* begin Records shown *

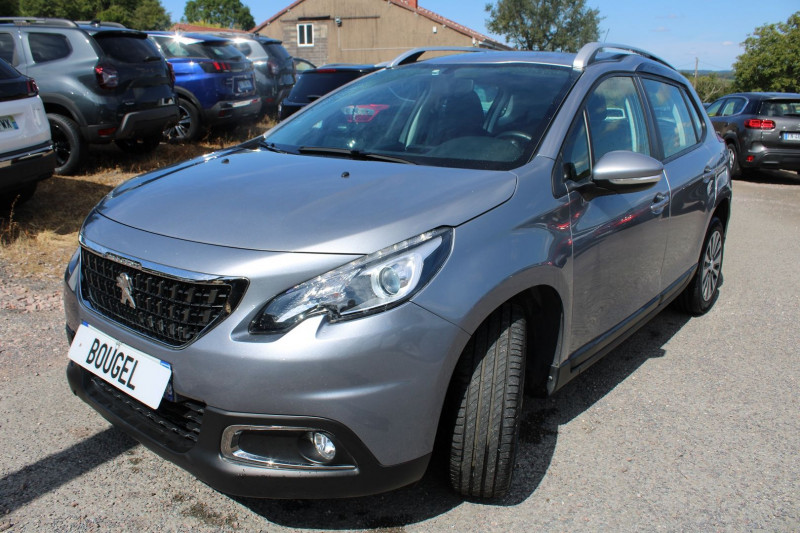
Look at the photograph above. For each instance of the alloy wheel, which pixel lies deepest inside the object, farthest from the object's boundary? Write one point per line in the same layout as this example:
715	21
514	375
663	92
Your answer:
712	264
61	145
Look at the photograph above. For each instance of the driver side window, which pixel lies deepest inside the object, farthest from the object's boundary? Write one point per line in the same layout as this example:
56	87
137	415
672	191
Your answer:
616	118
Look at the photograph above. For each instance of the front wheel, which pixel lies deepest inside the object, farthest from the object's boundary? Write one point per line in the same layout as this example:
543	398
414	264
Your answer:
487	390
699	297
187	129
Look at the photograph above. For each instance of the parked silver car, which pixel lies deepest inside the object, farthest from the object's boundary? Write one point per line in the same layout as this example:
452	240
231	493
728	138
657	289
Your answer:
303	315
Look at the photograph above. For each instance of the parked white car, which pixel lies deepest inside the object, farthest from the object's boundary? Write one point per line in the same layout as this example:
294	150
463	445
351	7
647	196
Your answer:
26	151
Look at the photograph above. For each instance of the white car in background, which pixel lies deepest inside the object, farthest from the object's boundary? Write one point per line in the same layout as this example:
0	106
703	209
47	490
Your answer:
26	151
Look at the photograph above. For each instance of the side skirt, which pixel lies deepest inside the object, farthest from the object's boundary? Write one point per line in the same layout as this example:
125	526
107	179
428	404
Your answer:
596	349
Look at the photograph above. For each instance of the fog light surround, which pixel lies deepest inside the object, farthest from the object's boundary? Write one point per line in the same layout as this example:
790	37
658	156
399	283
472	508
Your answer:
284	448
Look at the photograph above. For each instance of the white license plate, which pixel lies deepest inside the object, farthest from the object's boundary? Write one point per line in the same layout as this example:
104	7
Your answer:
8	123
133	372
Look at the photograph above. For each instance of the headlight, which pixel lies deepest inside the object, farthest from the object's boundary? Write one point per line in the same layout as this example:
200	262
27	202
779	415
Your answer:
370	284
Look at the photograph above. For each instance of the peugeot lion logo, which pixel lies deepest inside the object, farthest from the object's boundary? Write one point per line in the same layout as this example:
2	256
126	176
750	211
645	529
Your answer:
125	283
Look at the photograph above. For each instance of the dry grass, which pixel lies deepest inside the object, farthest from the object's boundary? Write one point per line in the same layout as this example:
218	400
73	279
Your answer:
38	237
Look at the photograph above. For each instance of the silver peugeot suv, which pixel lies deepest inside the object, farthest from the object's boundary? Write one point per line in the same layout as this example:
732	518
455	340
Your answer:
306	314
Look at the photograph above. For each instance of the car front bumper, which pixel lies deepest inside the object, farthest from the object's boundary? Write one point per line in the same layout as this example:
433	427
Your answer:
376	385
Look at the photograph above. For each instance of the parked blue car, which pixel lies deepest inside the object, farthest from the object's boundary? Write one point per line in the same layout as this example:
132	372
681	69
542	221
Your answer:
214	82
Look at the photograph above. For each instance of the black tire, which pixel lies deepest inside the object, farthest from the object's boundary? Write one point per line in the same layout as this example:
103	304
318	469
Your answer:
487	392
68	144
187	129
701	294
141	146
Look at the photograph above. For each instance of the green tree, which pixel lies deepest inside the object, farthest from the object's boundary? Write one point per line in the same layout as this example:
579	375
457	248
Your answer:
770	59
551	25
137	14
9	8
223	13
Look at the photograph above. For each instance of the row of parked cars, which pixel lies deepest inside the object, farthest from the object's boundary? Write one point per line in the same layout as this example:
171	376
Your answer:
103	83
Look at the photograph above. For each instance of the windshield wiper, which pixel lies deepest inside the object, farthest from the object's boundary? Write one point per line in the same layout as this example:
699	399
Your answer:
352	154
271	147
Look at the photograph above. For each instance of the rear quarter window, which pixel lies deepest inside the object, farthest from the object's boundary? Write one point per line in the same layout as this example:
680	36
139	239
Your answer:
277	51
780	108
7	48
48	46
127	48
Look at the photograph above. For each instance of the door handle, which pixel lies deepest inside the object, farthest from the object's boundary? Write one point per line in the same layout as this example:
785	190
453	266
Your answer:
708	173
659	203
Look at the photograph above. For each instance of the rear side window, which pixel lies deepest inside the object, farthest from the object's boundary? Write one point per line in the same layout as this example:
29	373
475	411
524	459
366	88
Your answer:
780	108
127	48
7	48
310	86
48	46
7	72
732	106
277	51
673	118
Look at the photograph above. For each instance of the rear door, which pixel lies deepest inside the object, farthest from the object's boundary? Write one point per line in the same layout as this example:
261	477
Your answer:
690	167
782	128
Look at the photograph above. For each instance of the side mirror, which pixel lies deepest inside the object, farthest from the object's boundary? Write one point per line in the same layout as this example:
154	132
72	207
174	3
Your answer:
623	170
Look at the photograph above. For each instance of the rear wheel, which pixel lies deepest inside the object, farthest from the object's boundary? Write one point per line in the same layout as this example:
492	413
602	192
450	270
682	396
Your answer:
67	143
733	160
144	145
187	128
699	297
487	391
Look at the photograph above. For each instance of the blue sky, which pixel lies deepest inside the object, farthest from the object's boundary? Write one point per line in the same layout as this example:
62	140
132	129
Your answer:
678	31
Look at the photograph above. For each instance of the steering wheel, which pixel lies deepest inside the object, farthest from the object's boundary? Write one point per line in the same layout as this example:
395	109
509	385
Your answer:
515	134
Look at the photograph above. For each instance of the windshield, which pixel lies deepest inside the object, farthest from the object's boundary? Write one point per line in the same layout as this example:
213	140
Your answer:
488	116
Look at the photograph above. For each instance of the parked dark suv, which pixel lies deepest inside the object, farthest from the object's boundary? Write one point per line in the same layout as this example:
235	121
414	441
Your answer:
314	83
214	82
274	67
761	130
99	82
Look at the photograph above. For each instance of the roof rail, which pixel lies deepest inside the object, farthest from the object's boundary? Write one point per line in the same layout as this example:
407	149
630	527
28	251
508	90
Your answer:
413	55
97	23
588	54
29	21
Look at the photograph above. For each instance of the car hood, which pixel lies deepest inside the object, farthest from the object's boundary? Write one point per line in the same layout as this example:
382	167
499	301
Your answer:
261	200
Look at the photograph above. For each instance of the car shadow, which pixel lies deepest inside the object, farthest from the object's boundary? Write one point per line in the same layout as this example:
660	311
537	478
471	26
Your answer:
774	177
19	488
432	496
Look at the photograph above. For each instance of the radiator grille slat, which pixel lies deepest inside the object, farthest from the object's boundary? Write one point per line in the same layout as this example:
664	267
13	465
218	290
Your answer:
174	424
171	311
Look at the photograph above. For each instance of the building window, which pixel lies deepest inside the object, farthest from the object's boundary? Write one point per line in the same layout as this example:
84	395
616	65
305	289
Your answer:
305	35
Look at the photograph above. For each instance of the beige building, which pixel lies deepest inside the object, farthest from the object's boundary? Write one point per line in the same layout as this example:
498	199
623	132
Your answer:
364	31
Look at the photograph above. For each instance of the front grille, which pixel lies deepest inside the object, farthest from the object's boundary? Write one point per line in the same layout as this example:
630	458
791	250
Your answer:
163	308
175	425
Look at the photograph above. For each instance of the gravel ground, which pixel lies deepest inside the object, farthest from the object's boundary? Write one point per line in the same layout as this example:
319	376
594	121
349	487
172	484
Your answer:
691	425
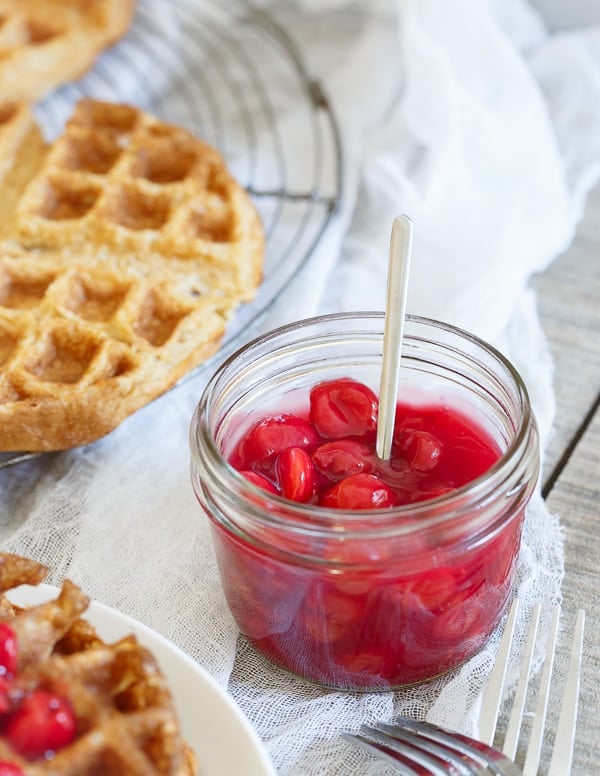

* end Records shown *

# Task requirements:
List every line of the items that contains the word "silver", matching case exactly.

# Problem solution:
Look at the photograph above. For each instance of the parked silver car, which pixel lies deepest inside the object, farthest from the object's boundary? Write one point per line in the same layout as this example:
Look at the photograph above. For each instance of the silver peugeot suv, which pixel lies deepest inside the object, farthest from the object's boundary? Write one point per line in the same layout as this example:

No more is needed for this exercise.